It’s not who we needed to be and it’s the greatest tragedy of our
lifetimes that we are, but it’s an unpleasant
reality that we need to be clear-headed about in these moments so that we can
understand the path forward.
Throughout the postmortem of the Harris-Walz campaign, I’ve heard some
familiar critiques of the Democratic Presidential ticket from many media
members, left-leaning think pieces, and other Blue voters:
”They were out of touch with working Americans.”
”They didn’t acknowledge people’s financial pain.”
”They came across as elitist and out-of-touch.”
Nonsense.
That’s just simply not reality.
The entire Harris-Walz platform was erected on attention to and
care for working people:
tax cuts for the middle class.
lower prescription drug costs.
financial help for first-time home buyers.
incentives for small business startups.
support for adult caregivers of elderly parents.
affordable healthcare.
lower grocery prices.
student loan debt relief.
Their platform, their proposed policies, and the presentation of those
policies were all pitch-perfect. They did not err on those levels, regardless
of the narratives floated by Monday morning
quarterbacking pundits and politicians. The Dems offered a clear and easily
understandable alternative to what was being presented across the aisle.
No, the one mistake Kamala Harris and Tim Walz did make,
was that they underestimated the hearts of tens of millions of America’s
people.
They expected them to respond en masse to an open-hearted campaign of
hope, positivity, shared opportunity, and mutual respect.
They actually had the stupefying naivety to believe that a joyful
movement of interdependent fortunes and love for one another would move the
majority of this nation.

## Task prompt:
According to the essay, which proposals made up the Harris-Walz platform for working people? List every one.

## Named-object pointing entries:
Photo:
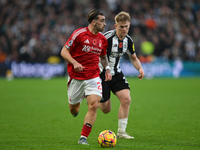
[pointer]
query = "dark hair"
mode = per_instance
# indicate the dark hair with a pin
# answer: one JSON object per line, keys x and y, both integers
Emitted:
{"x": 93, "y": 14}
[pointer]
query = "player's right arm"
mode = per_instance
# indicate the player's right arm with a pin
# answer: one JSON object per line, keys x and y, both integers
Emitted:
{"x": 67, "y": 56}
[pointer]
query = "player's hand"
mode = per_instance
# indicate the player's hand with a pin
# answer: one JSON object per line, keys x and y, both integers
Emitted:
{"x": 141, "y": 71}
{"x": 78, "y": 66}
{"x": 108, "y": 75}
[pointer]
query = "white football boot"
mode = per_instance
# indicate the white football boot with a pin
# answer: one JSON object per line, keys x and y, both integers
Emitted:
{"x": 124, "y": 135}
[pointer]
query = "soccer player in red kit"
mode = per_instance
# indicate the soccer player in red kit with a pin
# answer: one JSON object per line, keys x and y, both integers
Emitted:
{"x": 82, "y": 52}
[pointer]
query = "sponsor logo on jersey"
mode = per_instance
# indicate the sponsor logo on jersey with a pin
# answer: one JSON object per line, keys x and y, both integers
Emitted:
{"x": 70, "y": 42}
{"x": 115, "y": 45}
{"x": 94, "y": 42}
{"x": 100, "y": 43}
{"x": 133, "y": 47}
{"x": 120, "y": 45}
{"x": 116, "y": 54}
{"x": 91, "y": 49}
{"x": 86, "y": 41}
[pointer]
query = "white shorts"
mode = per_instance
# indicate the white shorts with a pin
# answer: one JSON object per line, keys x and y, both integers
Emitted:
{"x": 79, "y": 89}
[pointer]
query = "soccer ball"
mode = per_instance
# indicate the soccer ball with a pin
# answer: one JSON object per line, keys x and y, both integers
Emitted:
{"x": 107, "y": 138}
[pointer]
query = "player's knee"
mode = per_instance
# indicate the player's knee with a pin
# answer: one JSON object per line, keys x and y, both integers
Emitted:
{"x": 106, "y": 110}
{"x": 126, "y": 101}
{"x": 94, "y": 106}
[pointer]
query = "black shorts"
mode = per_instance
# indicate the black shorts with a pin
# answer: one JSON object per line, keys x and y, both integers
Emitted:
{"x": 117, "y": 83}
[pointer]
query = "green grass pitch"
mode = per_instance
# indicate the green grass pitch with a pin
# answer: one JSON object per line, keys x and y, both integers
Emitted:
{"x": 164, "y": 115}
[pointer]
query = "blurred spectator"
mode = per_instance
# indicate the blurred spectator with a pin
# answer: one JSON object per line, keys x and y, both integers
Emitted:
{"x": 35, "y": 30}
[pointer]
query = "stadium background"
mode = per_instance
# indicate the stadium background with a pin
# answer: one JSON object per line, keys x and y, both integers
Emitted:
{"x": 166, "y": 35}
{"x": 165, "y": 107}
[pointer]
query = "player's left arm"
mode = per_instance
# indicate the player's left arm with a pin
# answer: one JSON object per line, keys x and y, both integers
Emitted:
{"x": 104, "y": 62}
{"x": 136, "y": 63}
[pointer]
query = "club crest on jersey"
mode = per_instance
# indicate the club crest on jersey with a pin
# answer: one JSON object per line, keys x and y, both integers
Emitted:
{"x": 87, "y": 41}
{"x": 70, "y": 42}
{"x": 94, "y": 42}
{"x": 86, "y": 48}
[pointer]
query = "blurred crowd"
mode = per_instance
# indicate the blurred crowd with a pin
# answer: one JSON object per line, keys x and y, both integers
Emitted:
{"x": 36, "y": 30}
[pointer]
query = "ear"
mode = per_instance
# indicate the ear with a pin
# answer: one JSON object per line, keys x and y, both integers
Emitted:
{"x": 93, "y": 22}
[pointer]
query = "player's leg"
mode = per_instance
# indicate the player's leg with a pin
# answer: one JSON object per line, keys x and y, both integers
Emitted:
{"x": 93, "y": 92}
{"x": 125, "y": 100}
{"x": 74, "y": 109}
{"x": 75, "y": 95}
{"x": 105, "y": 103}
{"x": 93, "y": 103}
{"x": 105, "y": 107}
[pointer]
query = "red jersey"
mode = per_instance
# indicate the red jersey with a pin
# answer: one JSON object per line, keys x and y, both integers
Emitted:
{"x": 86, "y": 48}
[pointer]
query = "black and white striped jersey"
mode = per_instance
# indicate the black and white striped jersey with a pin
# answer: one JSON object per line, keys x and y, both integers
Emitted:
{"x": 117, "y": 48}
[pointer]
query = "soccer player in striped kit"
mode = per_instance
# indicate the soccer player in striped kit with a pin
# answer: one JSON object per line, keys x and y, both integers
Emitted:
{"x": 119, "y": 43}
{"x": 82, "y": 52}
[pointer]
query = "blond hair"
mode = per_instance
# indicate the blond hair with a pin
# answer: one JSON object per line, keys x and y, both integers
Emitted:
{"x": 122, "y": 16}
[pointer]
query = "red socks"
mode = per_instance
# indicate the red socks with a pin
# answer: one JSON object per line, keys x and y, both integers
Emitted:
{"x": 86, "y": 130}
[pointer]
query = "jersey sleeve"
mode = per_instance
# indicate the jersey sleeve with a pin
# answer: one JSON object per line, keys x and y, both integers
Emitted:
{"x": 131, "y": 47}
{"x": 105, "y": 45}
{"x": 71, "y": 42}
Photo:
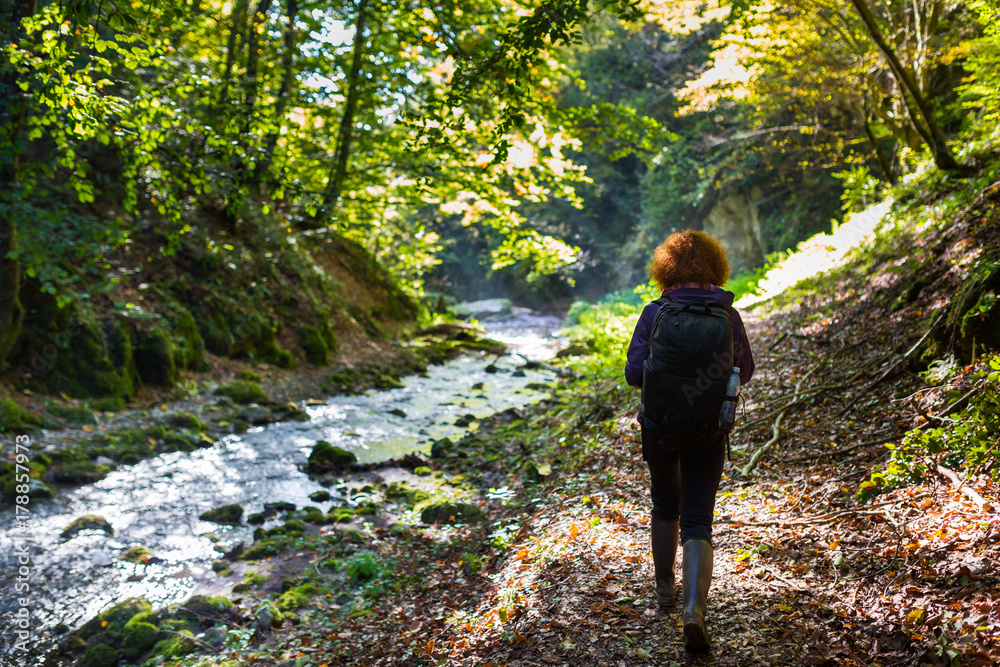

## Written response:
- Tax cuts for the middle class
- Lower prescription drug costs
- Financial help for first-time home buyers
- Incentives for small business startups
- Support for adult caregivers of elderly parents
- Affordable healthcare
- Lower grocery prices
- Student loan debt relief